-- start of Supplied passage --

In an emergency, a dictator would be selected by the Senate. A newly appointed dictator would usually select a deputy, known as the magister equitum ("Master of the Horse"). Both the dictator and magister equitum were extraordinary magistrates, and they both held imperium. In practice, the dictator functioned as a consul without any constitutional checks on his power. After 202 BC, the dictatorship fell into disuse, and during emergencies, the Senate would pass the senatus consultum ultimum ("ultimate decree of the Senate") which suspended civil government, and declared (something analogous to) martial law. It would declare "videant consules ne res publica detrimenti capiat" ("let the consuls see to it that the state suffer no harm"). In effect, the consuls would be vested with dictatorial powers.

-- end of Supplied passage --
-- start of Provided data --

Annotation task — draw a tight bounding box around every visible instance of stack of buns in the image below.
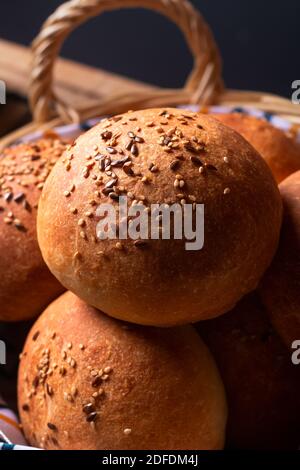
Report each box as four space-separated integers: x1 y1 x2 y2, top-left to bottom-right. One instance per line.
0 108 300 450
0 138 66 322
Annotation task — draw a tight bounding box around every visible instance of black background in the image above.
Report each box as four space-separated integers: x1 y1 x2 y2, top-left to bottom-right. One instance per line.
0 0 300 96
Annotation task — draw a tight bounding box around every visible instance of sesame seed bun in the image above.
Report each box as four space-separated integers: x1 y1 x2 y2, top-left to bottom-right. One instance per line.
214 113 300 183
197 294 300 450
18 292 227 450
38 109 282 326
260 171 300 348
0 139 66 322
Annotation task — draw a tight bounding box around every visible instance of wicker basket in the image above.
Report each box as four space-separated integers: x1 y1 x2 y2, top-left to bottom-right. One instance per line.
0 0 300 148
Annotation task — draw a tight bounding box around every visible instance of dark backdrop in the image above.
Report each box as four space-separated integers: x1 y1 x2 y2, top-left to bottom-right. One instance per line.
0 0 300 96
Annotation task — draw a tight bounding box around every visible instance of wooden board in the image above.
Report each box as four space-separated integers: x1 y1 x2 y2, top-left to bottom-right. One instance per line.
0 40 153 108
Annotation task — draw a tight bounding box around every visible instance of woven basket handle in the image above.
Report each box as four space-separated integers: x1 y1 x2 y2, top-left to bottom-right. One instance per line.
29 0 223 123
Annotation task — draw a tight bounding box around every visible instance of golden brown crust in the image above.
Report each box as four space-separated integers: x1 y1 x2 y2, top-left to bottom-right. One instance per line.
197 294 300 450
214 113 300 183
260 171 300 348
0 139 66 321
38 109 281 326
19 292 227 450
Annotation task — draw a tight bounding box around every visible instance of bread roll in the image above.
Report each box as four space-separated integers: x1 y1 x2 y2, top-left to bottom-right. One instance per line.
18 292 226 450
214 113 300 183
198 294 300 450
260 171 300 348
38 109 282 326
0 139 66 322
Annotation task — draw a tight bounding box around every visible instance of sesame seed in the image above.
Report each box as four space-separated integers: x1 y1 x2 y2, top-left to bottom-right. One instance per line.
106 146 117 155
131 144 139 157
170 160 180 171
86 412 98 423
133 240 147 248
82 403 95 415
47 423 57 431
92 376 102 388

-- end of Provided data --

* _Aim of the exercise_
Carry on the passage about Roman emergency powers, beginning after its final sentence.

* _Output of the exercise_
After the establishment of the Principate, the old magistracies (consuls, praetors, censors, aediles, quaestors and tribunes) lost the majority of their actual powers, effectively being reduced to municipal officers in charge of various games and holidays. The vast majority of actual political and administrative work was transferred into the emperor. The founding of the empire was tantamount to a restoration of the old monarchy. The chief executive became the unchallenged power in the state, with overwhelming dominance of the Senate, which, while it as a body gained practically all authorities formerly held by the Assemblies, also became nothing more than a rubber stamp for the emperor.

Legacy
The Roman Constitution was one of the few constitutions to exist before the 18th century. Although the constitutions of Sparta and Carthage were drafted and utilised either on paper or by nature much of their existence is only known through secondary sources, and such constitutions are questioned in the book II of Aristotle's Politics. None of the others are as well known to us today, and none of the others governed such a vast empire for so long. Therefore, the Roman Constitution was used as a template, often the only one, when the first constitutions of the modern era were being drafted. Because of this, many modern constitutions have superstructures which are similar, or even identical (such as a separation of powers and checks and balances) to the Roman Constitution.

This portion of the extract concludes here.